[Data listing]
______________________________
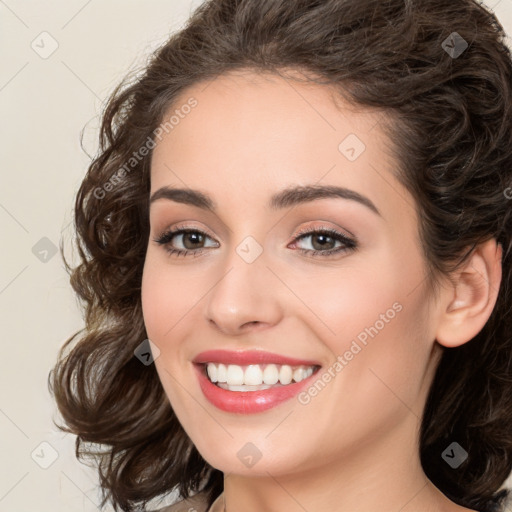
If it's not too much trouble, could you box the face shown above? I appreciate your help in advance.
[142,71,444,475]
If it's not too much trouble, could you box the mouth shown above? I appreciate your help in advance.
[197,362,320,392]
[193,362,321,414]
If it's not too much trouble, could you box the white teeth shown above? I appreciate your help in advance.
[243,364,263,386]
[263,364,279,384]
[227,364,244,386]
[206,363,314,391]
[279,364,293,384]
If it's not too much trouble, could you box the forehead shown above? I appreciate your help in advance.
[151,71,407,224]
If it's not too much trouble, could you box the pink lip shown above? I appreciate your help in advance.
[193,350,320,366]
[194,359,318,414]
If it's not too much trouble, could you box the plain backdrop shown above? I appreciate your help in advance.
[0,0,512,512]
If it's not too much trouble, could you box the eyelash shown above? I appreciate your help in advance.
[153,226,358,258]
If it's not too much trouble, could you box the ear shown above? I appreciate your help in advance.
[436,238,503,347]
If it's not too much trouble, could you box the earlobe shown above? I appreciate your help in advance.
[436,238,503,347]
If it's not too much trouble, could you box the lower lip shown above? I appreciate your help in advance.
[194,364,318,414]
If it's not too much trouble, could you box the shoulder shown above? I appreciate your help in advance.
[153,493,208,512]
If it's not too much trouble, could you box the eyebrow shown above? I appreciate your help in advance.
[149,185,382,217]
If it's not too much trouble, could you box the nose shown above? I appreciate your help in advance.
[204,251,284,336]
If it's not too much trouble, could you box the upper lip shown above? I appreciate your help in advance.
[193,350,320,366]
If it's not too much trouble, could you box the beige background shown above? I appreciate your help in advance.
[0,0,512,512]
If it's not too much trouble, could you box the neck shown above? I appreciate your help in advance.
[219,412,458,512]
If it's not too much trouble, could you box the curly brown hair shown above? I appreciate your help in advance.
[48,0,512,512]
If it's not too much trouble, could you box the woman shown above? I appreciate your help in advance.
[50,0,512,512]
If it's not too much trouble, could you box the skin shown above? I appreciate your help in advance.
[142,70,501,512]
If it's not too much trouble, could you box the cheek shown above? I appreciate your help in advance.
[141,254,204,340]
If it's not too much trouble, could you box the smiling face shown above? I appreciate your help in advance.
[142,73,439,482]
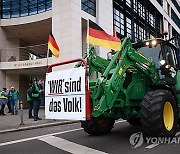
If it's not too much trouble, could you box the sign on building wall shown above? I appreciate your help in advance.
[45,68,86,120]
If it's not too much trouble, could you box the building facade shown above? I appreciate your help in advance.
[0,0,180,104]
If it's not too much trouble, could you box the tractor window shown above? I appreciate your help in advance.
[138,44,162,68]
[164,45,177,68]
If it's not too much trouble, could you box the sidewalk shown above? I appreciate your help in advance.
[0,109,76,134]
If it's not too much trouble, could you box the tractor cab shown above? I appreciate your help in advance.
[133,38,179,78]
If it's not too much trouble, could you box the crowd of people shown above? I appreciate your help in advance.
[0,79,44,121]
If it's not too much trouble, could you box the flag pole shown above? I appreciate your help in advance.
[47,48,49,66]
[87,20,89,55]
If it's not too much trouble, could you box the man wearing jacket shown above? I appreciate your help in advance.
[9,87,19,115]
[32,79,42,121]
[26,85,34,119]
[0,88,8,115]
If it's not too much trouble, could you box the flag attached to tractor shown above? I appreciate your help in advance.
[48,32,60,58]
[87,20,121,51]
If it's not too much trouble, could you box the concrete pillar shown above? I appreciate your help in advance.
[96,0,113,58]
[0,27,6,89]
[52,0,82,69]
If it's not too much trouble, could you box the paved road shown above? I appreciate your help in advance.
[0,121,180,154]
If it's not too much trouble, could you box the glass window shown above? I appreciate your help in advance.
[114,9,124,35]
[1,0,52,18]
[81,0,96,17]
[126,0,132,7]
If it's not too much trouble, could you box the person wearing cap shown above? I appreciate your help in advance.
[9,86,19,115]
[0,88,8,115]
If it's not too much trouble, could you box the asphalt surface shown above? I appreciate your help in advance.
[0,121,180,154]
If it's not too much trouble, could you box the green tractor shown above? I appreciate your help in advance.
[80,38,180,137]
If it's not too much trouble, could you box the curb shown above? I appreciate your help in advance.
[0,121,79,134]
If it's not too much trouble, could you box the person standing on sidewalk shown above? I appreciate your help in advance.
[7,89,12,113]
[26,85,34,119]
[0,88,8,115]
[9,86,19,115]
[32,79,42,121]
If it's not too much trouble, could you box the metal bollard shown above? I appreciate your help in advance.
[20,101,24,125]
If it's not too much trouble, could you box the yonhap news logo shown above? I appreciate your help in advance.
[129,132,144,148]
[129,132,180,148]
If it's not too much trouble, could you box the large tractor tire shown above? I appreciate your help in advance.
[127,118,141,127]
[81,117,115,135]
[141,90,178,137]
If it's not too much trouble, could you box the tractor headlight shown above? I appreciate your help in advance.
[160,60,166,65]
[146,42,149,46]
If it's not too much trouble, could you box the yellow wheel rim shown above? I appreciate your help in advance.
[163,102,174,131]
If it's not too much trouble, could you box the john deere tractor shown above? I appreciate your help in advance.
[81,38,180,136]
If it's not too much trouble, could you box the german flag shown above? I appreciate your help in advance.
[87,20,121,51]
[48,32,60,58]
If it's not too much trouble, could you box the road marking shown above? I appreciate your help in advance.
[0,128,83,147]
[0,120,126,147]
[39,136,107,154]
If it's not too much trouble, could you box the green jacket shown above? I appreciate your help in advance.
[0,91,8,99]
[9,90,19,101]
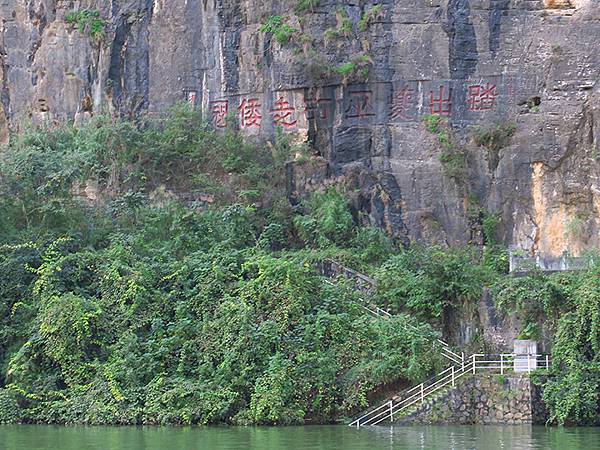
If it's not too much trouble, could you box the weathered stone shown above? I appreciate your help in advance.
[0,0,600,255]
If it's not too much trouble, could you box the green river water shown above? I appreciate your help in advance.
[0,425,600,450]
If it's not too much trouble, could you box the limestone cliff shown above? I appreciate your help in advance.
[0,0,600,255]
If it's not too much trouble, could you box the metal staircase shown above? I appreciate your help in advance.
[349,353,550,428]
[319,260,550,428]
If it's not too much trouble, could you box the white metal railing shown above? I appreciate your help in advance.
[349,353,550,428]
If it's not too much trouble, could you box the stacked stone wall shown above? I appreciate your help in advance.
[398,374,547,424]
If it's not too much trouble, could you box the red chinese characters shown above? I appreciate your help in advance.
[185,91,198,106]
[210,100,229,128]
[390,87,414,120]
[345,91,375,119]
[237,98,262,128]
[271,97,298,129]
[429,86,452,116]
[467,83,498,111]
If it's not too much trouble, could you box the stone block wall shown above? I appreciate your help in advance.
[397,373,547,425]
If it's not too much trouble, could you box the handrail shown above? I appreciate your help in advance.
[349,353,550,428]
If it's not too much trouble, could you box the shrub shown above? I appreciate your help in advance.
[259,16,299,45]
[358,5,382,31]
[65,9,106,41]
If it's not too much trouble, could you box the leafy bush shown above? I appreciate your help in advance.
[65,9,106,41]
[375,247,489,319]
[259,16,299,45]
[0,113,436,425]
[358,5,382,31]
[423,115,468,183]
[294,189,354,247]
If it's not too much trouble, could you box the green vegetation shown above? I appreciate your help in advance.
[423,115,468,183]
[473,122,517,153]
[494,266,600,425]
[334,55,372,82]
[374,246,498,321]
[65,9,106,41]
[358,5,382,32]
[0,105,600,424]
[472,122,517,171]
[259,16,299,45]
[295,0,319,14]
[324,9,352,44]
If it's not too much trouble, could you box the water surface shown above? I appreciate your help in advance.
[0,425,600,450]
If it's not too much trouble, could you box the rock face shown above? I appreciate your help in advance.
[0,0,600,255]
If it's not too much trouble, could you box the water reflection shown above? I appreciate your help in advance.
[0,425,600,450]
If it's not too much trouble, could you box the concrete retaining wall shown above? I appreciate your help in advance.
[396,374,547,424]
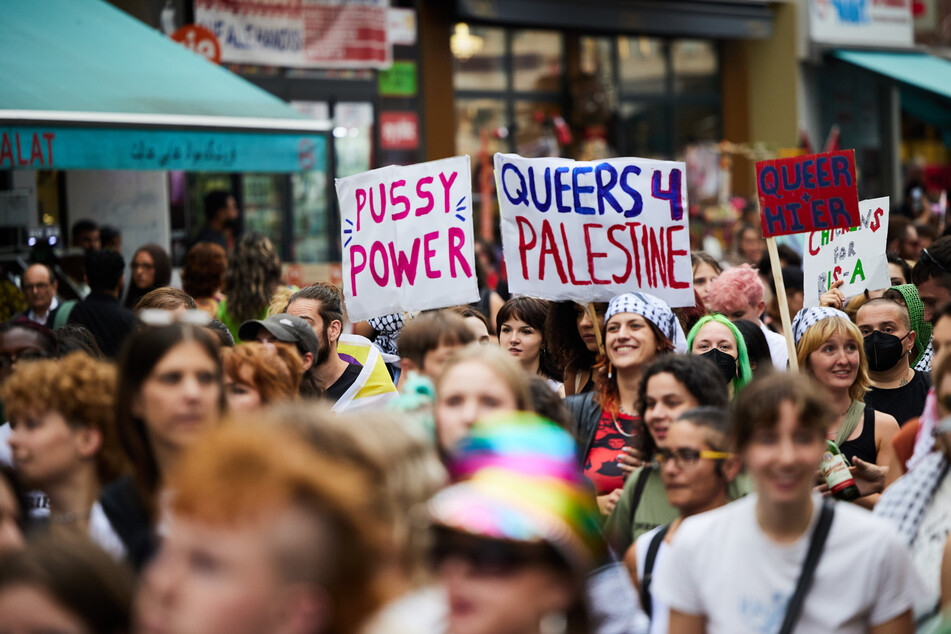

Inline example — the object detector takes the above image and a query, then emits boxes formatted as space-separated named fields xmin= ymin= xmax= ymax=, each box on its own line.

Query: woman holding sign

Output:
xmin=565 ymin=293 xmax=683 ymax=515
xmin=792 ymin=306 xmax=898 ymax=508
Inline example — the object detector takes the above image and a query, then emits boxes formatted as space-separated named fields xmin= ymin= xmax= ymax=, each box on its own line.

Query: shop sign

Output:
xmin=336 ymin=156 xmax=479 ymax=321
xmin=809 ymin=0 xmax=914 ymax=48
xmin=378 ymin=61 xmax=416 ymax=97
xmin=380 ymin=112 xmax=419 ymax=150
xmin=195 ymin=0 xmax=393 ymax=68
xmin=802 ymin=196 xmax=891 ymax=306
xmin=495 ymin=154 xmax=695 ymax=306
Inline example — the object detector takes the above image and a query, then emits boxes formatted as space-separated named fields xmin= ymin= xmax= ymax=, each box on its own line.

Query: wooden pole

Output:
xmin=588 ymin=302 xmax=604 ymax=354
xmin=766 ymin=237 xmax=799 ymax=372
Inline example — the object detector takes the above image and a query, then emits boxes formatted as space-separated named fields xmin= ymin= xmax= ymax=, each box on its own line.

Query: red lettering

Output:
xmin=390 ymin=180 xmax=409 ymax=220
xmin=608 ymin=225 xmax=637 ymax=284
xmin=449 ymin=227 xmax=472 ymax=278
xmin=581 ymin=222 xmax=611 ymax=284
xmin=667 ymin=225 xmax=690 ymax=288
xmin=439 ymin=172 xmax=458 ymax=214
xmin=350 ymin=244 xmax=367 ymax=297
xmin=416 ymin=176 xmax=436 ymax=216
xmin=515 ymin=216 xmax=537 ymax=280
xmin=390 ymin=238 xmax=419 ymax=288
xmin=423 ymin=228 xmax=442 ymax=280
xmin=538 ymin=220 xmax=568 ymax=284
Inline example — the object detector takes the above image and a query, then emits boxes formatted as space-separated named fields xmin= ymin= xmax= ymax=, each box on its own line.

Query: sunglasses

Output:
xmin=654 ymin=447 xmax=733 ymax=469
xmin=429 ymin=529 xmax=564 ymax=577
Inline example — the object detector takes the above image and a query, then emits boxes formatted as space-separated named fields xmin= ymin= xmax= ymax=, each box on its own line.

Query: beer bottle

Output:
xmin=821 ymin=440 xmax=859 ymax=502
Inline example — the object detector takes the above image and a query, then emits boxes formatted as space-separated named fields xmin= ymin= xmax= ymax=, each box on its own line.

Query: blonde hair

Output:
xmin=436 ymin=343 xmax=534 ymax=412
xmin=796 ymin=315 xmax=872 ymax=401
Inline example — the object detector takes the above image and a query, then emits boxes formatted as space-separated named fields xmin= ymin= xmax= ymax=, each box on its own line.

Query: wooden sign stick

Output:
______________________________
■ **What needs to be done**:
Swap "box" for "mark" in the stretch of items from the start through the line containing "[194,359,318,414]", and reproduce that stretch with every other word unchanged. Leave the pictures out of your answer.

■ **Solution for this exercise**:
If it's not too much trouble, could you mark the face shown above? I appreciate your help in advance.
[142,71,444,475]
If it's not too much trouble, could you mark the mouth shown above? I appreciate your help in advance.
[197,362,320,392]
[193,362,321,414]
If it's not too much trouble, could you mark the white teeth shown above? I appreciate your help in advance.
[243,364,263,386]
[263,364,279,384]
[227,364,244,386]
[206,363,314,391]
[279,364,293,384]
If it's not too much trouble, could you mark the forehead shown above? I appreciate your help in advance.
[151,71,407,224]
If it's not too much trouble, could you mark the pink lip shown above? I appreciate your help in advance.
[193,350,320,366]
[194,359,318,414]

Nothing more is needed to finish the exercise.